══ RECORD EXCERPTS

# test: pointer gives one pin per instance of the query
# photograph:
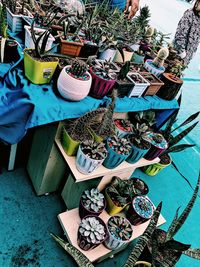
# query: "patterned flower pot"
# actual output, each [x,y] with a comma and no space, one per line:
[140,210]
[108,54]
[136,154]
[84,211]
[111,207]
[157,148]
[69,145]
[113,241]
[86,165]
[152,68]
[113,159]
[100,87]
[171,87]
[154,169]
[84,242]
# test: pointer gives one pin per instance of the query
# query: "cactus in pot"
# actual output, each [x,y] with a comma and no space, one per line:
[91,202]
[119,232]
[91,232]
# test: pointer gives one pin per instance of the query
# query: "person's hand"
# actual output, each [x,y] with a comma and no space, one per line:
[134,7]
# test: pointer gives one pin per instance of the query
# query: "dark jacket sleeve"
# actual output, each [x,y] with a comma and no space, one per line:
[182,31]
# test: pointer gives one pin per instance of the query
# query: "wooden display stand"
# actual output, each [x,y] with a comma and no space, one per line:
[78,182]
[70,221]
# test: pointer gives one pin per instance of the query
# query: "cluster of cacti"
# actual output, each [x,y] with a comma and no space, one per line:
[94,150]
[93,231]
[78,68]
[120,228]
[93,200]
[120,145]
[161,56]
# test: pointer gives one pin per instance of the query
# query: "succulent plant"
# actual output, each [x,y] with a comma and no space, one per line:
[161,56]
[119,145]
[78,68]
[94,150]
[93,200]
[92,229]
[120,228]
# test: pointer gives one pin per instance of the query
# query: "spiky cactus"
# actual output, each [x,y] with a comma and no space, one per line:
[78,68]
[120,228]
[93,200]
[92,230]
[161,56]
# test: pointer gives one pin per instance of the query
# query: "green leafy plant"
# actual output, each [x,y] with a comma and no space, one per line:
[92,230]
[93,200]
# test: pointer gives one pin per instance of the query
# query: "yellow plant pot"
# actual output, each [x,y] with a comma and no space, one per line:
[142,264]
[111,208]
[69,145]
[38,72]
[154,169]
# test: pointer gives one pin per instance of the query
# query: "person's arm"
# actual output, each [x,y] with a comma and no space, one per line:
[134,7]
[181,36]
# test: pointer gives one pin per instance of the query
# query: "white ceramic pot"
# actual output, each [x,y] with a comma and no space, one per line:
[108,54]
[153,69]
[29,41]
[127,56]
[71,88]
[86,165]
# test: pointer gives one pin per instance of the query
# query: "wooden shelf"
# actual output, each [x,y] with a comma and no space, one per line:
[70,221]
[101,171]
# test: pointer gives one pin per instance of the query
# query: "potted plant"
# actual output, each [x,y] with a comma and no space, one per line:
[92,202]
[139,145]
[91,232]
[8,47]
[123,127]
[173,140]
[15,12]
[156,66]
[139,84]
[120,192]
[74,132]
[102,82]
[155,83]
[74,81]
[118,150]
[39,65]
[90,156]
[140,210]
[172,82]
[158,145]
[119,232]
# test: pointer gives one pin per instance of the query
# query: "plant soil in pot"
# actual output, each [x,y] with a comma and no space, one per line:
[139,148]
[155,83]
[74,81]
[152,170]
[158,145]
[123,127]
[140,210]
[90,156]
[118,150]
[102,83]
[92,202]
[91,232]
[171,87]
[119,232]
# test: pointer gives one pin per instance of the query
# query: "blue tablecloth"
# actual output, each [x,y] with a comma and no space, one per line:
[24,105]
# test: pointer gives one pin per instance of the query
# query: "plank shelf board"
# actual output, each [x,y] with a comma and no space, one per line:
[101,171]
[70,221]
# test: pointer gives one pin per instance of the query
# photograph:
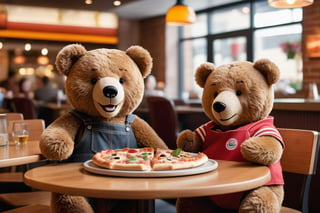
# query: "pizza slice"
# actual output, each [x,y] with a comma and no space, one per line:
[125,159]
[177,159]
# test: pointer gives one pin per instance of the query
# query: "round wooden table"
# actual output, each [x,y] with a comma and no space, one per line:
[71,178]
[14,155]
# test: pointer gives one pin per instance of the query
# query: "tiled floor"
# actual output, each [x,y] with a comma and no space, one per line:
[162,206]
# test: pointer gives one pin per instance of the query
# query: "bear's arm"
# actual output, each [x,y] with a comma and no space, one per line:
[57,140]
[145,135]
[264,150]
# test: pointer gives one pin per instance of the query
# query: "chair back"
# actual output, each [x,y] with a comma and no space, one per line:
[163,119]
[299,163]
[35,127]
[24,106]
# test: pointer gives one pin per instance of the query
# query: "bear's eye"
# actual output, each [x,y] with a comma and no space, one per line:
[94,81]
[122,80]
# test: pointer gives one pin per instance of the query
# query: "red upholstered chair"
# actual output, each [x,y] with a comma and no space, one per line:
[299,164]
[163,119]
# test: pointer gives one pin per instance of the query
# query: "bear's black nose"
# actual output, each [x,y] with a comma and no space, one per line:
[219,106]
[110,91]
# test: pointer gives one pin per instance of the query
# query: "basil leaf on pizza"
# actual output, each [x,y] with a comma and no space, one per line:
[147,159]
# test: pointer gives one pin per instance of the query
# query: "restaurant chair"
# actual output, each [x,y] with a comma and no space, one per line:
[299,163]
[163,119]
[25,106]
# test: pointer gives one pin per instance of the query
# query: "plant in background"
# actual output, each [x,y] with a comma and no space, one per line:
[291,49]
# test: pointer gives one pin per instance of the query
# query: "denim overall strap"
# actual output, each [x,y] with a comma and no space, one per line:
[99,136]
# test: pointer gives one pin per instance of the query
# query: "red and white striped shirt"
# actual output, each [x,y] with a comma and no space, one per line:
[220,145]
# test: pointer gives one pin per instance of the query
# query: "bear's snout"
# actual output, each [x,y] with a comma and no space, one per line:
[219,106]
[110,91]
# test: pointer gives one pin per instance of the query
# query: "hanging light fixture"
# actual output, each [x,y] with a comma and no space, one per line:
[180,14]
[289,3]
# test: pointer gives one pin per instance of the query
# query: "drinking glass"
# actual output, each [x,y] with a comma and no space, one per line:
[20,132]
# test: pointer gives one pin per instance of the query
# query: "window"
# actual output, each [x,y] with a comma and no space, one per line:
[233,32]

════

TASK INSTRUCTIONS:
Please give all of the data again, exact and free of pictures.

WRITTEN ANSWER:
# test: pointer gives one pin per instance of the query
# photograph:
# query: "patterned flower pot"
# actual output, each [x,y] with a comma and no space, one per line:
[140,210]
[108,54]
[136,154]
[84,211]
[111,207]
[157,148]
[69,145]
[113,241]
[86,165]
[152,68]
[113,159]
[100,87]
[171,87]
[154,169]
[84,242]
# test: pointer gives one pin per instance of the query
# query: "cactus in pot"
# actual output, each [x,y] with a comma and no space, one per line:
[91,202]
[119,232]
[91,232]
# test: pointer gives one pin per instance of the query
# query: "person's hand"
# actual output, each [x,y] with a comma and no space, one per line:
[134,7]
# test: pointer gives one pin per instance of the query
# query: "dark jacket sleeve"
# actual output, each [x,y] with a comma and no space, one per line:
[182,31]
# test: pointer gives one pin per instance of the query
# query: "wooden display stand"
# actual output, each [x,y] with a comma and no space, one per line:
[78,182]
[70,221]
# test: pointer gives one pin per instance of the query
# query: "cluster of cacti"
# actual output, each [x,y] with a comma and no space, one per line:
[94,150]
[93,231]
[78,68]
[120,228]
[93,200]
[120,145]
[161,56]
# test: pointer gives one pin per instance of the query
# query: "succulent plant"
# actual output, each [x,y] with a comma and no space, one per line:
[161,56]
[119,145]
[78,68]
[94,150]
[93,200]
[92,229]
[120,228]
# test: pointer gives one pin per instance of the query
# query: "spiky cactus"
# actual output, each [x,y] with a comma and no space, one per line:
[78,68]
[120,228]
[93,200]
[92,230]
[161,56]
# test: pointer gives one pin per instance of the query
# query: "green leafy plant"
# actual output, each [x,y] with a comma and no space, one per line:
[92,230]
[93,200]
# test: pointer gives one pin per instance of the query
# query: "yellow plant pot"
# actual output, each [x,y] with a comma and no space, one per line:
[142,264]
[111,208]
[69,145]
[38,72]
[154,169]
# test: pointer gives one pin per instance of the query
# query: "person's arm"
# actual output, each [x,y] with a comma and no space, one per line:
[134,7]
[181,36]
# test: pointer gives one pin per instance of the query
# query: "white ceramic pot"
# actual output, each [x,y] with a comma and no space, one per line:
[108,54]
[153,69]
[29,41]
[127,56]
[71,88]
[86,165]
# test: pointer gives one pin per instance of the query
# query: "wooden shelf"
# actual output, each [x,y] with a comma and no space, one per line:
[70,221]
[101,171]
# test: pointer gives one pin per instance of the query
# query: "potted plant"
# actual output, each [x,y] with a comma and no space, one per line:
[92,202]
[139,145]
[91,232]
[8,47]
[123,127]
[173,140]
[15,12]
[156,66]
[139,84]
[120,192]
[74,132]
[102,82]
[155,83]
[74,81]
[118,150]
[39,65]
[90,156]
[140,210]
[172,82]
[158,145]
[119,232]
# test: pointer gives one pin per instance of the query
# query: "plant soil in pot"
# actual output, each [x,y] with a comma and no space, one per line:
[139,148]
[155,83]
[74,81]
[152,170]
[158,145]
[123,127]
[140,210]
[90,156]
[118,150]
[102,83]
[92,202]
[91,232]
[171,87]
[119,232]
# test: pointer gives one pin per instance of the query
# query: "blue tablecloth"
# actual output, each [x,y] with a comma and no space, one per line:
[24,105]
# test: pointer gives one pin per instance of the query
# query: "plank shelf board"
# actual output, each [x,y] with a comma and no space, one per line:
[101,171]
[70,221]
# test: pointer gives one pin per instance of the query
# photograph:
# query: "pizza slice"
# actual output, each [x,y] with a comma and no space, one per line:
[125,159]
[177,159]
# test: pointer gives one pin per instance of the query
# query: "round wooden table"
# actual output, each [x,y] with a comma and no space, one per line:
[71,178]
[14,155]
# test: pointer gives one pin per instance of the query
# query: "tiled floor"
# actual output, each [x,y] with a comma and no space, one per line:
[162,206]
# test: pointer gives one pin per instance of the query
# query: "bear's arm"
# actual output, each [x,y] with a comma and no space, one per line:
[57,140]
[145,135]
[264,150]
# test: pointer gives one pin per instance of the query
# query: "chair back"
# actual output, each [x,y] with a comma and no space, one per line:
[163,119]
[299,163]
[35,127]
[24,106]
# test: pointer gives one pin per instance of the query
# query: "bear's eye"
# actual output, each [x,y] with a comma and no space, one per line:
[94,81]
[122,80]
# test: pointer gives one pin per instance of the query
# query: "red upholstered chair"
# actual output, each [x,y] with a comma and no space, one per line:
[299,164]
[163,119]
# test: pointer gives one pin per instance of the query
# query: "bear's black nose"
# actual output, each [x,y] with a comma and no space, one per line:
[219,106]
[110,91]
# test: pointer gives one pin per instance of the query
# query: "basil leaf on pizza"
# actual output, each [x,y] with a comma and no space, one per line:
[147,159]
# test: pointer gives one pin per instance of the query
# query: "restaurant chair"
# actual output, each [x,y] with a comma and no space, one per line:
[299,163]
[163,119]
[25,106]
# test: pointer gives one pin per instance of the query
# query: "plant in background"
# actual output, each [x,y] with a comma and no space, one per line:
[291,49]
# test: pointer gives one pin per instance of the query
# query: "denim overall strap"
# actual output, each [x,y] with a comma and no space, one per line:
[99,136]
# test: pointer gives one pin per instance of the query
# query: "red and white striped shirt"
# actual output, each [x,y] with a comma and no space, one per line:
[220,145]
# test: pointer gives one pin per instance of the query
# query: "bear's snout"
# actual output, each [x,y] with a comma and no space, one per line:
[219,106]
[110,91]
# test: pointer gives one pin per instance of the query
# query: "hanging light fixture"
# actual output, each [x,y] with a comma and no space, one per line:
[180,14]
[289,3]
# test: pointer gives one pin per instance of the query
# query: "drinking glass"
# actual output, each [x,y] with a comma and no space, one per line:
[20,132]
# test: pointer gives one pin per instance of the query
# query: "window"
# actual output, each [x,y] with a comma and no space, one per line:
[233,32]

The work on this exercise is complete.